INSTRUCCIÓN ESCRITA 1:
Reescribe como una lista breve el párrafo del extracto que comienza con «Mientras tanto, comenzaron intensas discusiones». Conserva sus datos principales.

EXTRACTO:
----

El primer tema de discusión que presentaron los legados ante la congregación general, el 8 de febrero, fue el de las Sagradas Escrituras como fuente de la Revelación Divina. Tras exhaustivas discusiones preliminares en las varias congregaciones, quedaron listos dos decretos para el debate en la cuarta sesión (8 de abril de 1546) que fueron adoptados por los padres. Al tratar el Canon de la Escritura declararon que, al mismo tiempo que en materia de fe y moral, la tradición de la Iglesia es, junto con la Biblia, el estándar de la revelación sobrenatural; luego, sobre el texto y uso de los Libros Sagrados, declararon que la Vulgata es el texto auténtico para los sermones y discusiones, aunque esto no excluía correcciones textuales. También se determinó que la Biblia debía ser interpretada según el testimonio unánime de los Padres y nunca ser mal usada para propósitos supersticiosos. Nada se decidió respecto a la traducción a las lenguas vernáculas
Mientras tanto, comenzaron intensas discusiones respecto a la reforma de la Iglesia entre el Papa y los legados. Éstos habían sugerido algunos temas, los cuales hacían especial referencia a la Curia Romana y su administración, a los obispos, los beneficios eclesiásticos y los diezmos, los órdenes y la educación del clero. Carlos V quería que se pospusiera la discusión de las cuestiones dogmáticas, pero el Papa y el concilio no estuvieron de acuerdo, de manera que el concilio debatía dogmas simultáneamente con los decretos sobre disciplina. El 24 de mayo toda la congregación comenzó la discusión sobre el pecado original, su naturaleza, consecuencias y su anulación por el bautismo. Al mismo tiempo se trajo el asunto de la Inmaculada Concepción de la Virgen María, pero la mayoría decidió finalmente no tomar ninguna decisión dogmática en este punto. Las reformas debatidas trataban del establecimiento del profesorado teológico, la predicación y la obligación episcopal de residencia eclesiástica. Respecto a esto, el obispo español Pacheco trajo a colación el punto de si la obligación era de origen divino o si era simplemente una ordenanza eclesiástica de origen humano, asunto que llevó más tarde a largas y violentas discusiones.

----

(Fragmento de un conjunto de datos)

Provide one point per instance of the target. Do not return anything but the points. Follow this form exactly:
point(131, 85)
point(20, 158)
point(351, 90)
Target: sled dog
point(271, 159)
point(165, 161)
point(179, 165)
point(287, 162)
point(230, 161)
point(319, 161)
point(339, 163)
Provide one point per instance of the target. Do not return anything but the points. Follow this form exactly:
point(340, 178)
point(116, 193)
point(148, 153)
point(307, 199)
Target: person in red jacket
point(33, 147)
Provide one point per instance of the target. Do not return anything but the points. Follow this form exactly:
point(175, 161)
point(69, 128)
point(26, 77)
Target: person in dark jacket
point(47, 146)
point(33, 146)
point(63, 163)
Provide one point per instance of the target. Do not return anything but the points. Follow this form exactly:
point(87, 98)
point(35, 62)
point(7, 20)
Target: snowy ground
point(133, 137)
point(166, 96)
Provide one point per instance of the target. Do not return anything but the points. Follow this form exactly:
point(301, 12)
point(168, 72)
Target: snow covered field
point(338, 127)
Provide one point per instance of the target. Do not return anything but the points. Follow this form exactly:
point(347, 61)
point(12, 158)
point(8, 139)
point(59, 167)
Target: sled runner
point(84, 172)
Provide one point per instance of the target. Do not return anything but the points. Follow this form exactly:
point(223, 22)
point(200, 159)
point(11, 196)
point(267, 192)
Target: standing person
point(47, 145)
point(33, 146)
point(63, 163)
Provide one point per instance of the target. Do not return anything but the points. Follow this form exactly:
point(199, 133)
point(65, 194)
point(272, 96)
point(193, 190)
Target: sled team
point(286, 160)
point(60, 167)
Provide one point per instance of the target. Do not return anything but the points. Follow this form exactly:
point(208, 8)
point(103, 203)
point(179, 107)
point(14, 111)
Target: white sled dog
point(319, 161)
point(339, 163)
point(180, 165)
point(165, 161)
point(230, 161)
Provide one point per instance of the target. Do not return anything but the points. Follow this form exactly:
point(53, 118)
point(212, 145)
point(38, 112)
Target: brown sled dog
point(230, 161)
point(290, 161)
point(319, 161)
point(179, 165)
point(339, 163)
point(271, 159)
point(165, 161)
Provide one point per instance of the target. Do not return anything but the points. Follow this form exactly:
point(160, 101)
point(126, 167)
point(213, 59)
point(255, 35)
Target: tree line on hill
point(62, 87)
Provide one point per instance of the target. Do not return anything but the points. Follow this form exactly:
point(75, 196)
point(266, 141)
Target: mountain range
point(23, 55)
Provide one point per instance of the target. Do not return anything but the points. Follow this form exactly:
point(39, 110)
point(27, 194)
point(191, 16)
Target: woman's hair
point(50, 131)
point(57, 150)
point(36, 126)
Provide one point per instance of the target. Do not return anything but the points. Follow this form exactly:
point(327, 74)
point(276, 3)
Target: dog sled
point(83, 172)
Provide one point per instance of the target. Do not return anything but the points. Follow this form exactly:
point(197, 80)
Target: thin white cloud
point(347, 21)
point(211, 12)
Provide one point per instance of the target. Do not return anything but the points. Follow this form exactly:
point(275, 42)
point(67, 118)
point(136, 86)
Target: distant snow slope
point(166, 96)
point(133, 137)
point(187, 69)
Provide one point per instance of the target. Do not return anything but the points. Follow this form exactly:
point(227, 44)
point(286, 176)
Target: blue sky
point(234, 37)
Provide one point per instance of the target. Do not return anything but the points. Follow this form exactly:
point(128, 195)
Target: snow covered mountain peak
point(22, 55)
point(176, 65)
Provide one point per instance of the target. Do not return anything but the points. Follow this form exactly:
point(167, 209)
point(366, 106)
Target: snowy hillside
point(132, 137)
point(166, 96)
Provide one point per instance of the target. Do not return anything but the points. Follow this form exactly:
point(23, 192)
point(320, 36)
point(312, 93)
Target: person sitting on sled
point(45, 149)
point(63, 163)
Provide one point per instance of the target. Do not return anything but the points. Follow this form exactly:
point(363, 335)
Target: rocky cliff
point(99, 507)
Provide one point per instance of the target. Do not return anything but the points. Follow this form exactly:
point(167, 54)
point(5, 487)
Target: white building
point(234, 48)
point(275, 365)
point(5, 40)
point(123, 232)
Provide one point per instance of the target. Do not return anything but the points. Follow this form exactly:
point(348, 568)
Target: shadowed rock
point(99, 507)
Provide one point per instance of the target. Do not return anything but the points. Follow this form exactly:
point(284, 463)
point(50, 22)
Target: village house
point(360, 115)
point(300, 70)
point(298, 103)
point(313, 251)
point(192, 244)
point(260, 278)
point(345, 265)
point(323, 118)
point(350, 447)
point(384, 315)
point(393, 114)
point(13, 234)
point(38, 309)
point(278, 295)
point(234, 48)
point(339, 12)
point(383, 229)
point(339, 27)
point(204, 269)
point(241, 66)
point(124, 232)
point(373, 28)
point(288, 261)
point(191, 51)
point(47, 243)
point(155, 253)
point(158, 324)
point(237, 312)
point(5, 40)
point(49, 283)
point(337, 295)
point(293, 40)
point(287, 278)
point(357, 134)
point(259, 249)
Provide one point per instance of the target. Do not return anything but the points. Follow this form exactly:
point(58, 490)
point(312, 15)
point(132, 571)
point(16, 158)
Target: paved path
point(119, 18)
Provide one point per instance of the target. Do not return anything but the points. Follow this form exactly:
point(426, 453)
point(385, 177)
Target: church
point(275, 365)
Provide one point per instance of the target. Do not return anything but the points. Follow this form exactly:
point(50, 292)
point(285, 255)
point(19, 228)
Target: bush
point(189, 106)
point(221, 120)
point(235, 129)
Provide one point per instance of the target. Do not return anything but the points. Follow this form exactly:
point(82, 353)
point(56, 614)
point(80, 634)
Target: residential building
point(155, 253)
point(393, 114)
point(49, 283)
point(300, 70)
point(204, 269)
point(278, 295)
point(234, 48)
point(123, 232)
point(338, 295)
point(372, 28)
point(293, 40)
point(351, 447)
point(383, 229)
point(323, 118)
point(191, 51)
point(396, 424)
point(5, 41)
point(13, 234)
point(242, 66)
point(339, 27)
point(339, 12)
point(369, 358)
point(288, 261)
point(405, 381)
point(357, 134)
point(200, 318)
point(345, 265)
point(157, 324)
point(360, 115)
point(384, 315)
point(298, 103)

----

INSTRUCCIÓN ESCRITA 2:
Duplica sin cambios el tramo de los registros que va desde su comienzo hasta la línea que contiene "point(60, 167)", con ambos extremos incluidos.

RESPUESTA FINAL 1:
- Entre el Papa y los legados comenzaron intensas discusiones sobre la reforma de la Iglesia.
- Los legados sugirieron temas referidos a la Curia Romana y su administración, a los obispos, a los beneficios eclesiásticos y los diezmos, y a los órdenes y la educación del clero.
- Carlos V quería posponer las cuestiones dogmáticas, pero el Papa y el concilio no estuvieron de acuerdo. Por eso se debatieron los dogmas al mismo tiempo que los decretos sobre disciplina.
- El 24 de mayo la congregación comenzó a discutir el pecado original: su naturaleza, sus consecuencias y su anulación por el bautismo.
- Se planteó también la Inmaculada Concepción de la Virgen María, pero la mayoría decidió no tomar ninguna decisión dogmática al respecto.
- Las reformas debatidas trataban del profesorado teológico, la predicación y la obligación episcopal de residencia eclesiástica.
- El obispo español Pacheco preguntó si esa obligación era de origen divino o una ordenanza eclesiástica de origen humano. Este asunto llevó después a largas y violentas discusiones.

RESPUESTA FINAL 2:
Provide one point per instance of the target. Do not return anything but the points. Follow this form exactly:
point(131, 85)
point(20, 158)
point(351, 90)
Target: sled dog
point(271, 159)
point(165, 161)
point(179, 165)
point(287, 162)
point(230, 161)
point(319, 161)
point(339, 163)
Provide one point per instance of the target. Do not return anything but the points. Follow this form exactly:
point(340, 178)
point(116, 193)
point(148, 153)
point(307, 199)
Target: person in red jacket
point(33, 147)
Provide one point per instance of the target. Do not return anything but the points. Follow this form exactly:
point(175, 161)
point(69, 128)
point(26, 77)
Target: person in dark jacket
point(47, 146)
point(33, 146)
point(63, 163)
Provide one point per instance of the target. Do not return anything but the points. Follow this form exactly:
point(87, 98)
point(35, 62)
point(7, 20)
Target: snowy ground
point(133, 137)
point(166, 96)
Provide one point per instance of the target. Do not return anything but the points. Follow this form exactly:
point(301, 12)
point(168, 72)
Target: snow covered field
point(338, 127)
Provide one point per instance of the target. Do not return anything but the points. Follow this form exactly:
point(347, 61)
point(12, 158)
point(8, 139)
point(59, 167)
Target: sled runner
point(84, 172)
Provide one point per instance of the target. Do not return anything but the points. Follow this form exactly:
point(223, 22)
point(200, 159)
point(11, 196)
point(267, 192)
Target: standing person
point(47, 145)
point(33, 146)
point(63, 163)
Provide one point per instance of the target. Do not return anything but the points. Follow this form exactly:
point(199, 133)
point(65, 194)
point(272, 96)
point(193, 190)
Target: sled team
point(286, 160)
point(60, 167)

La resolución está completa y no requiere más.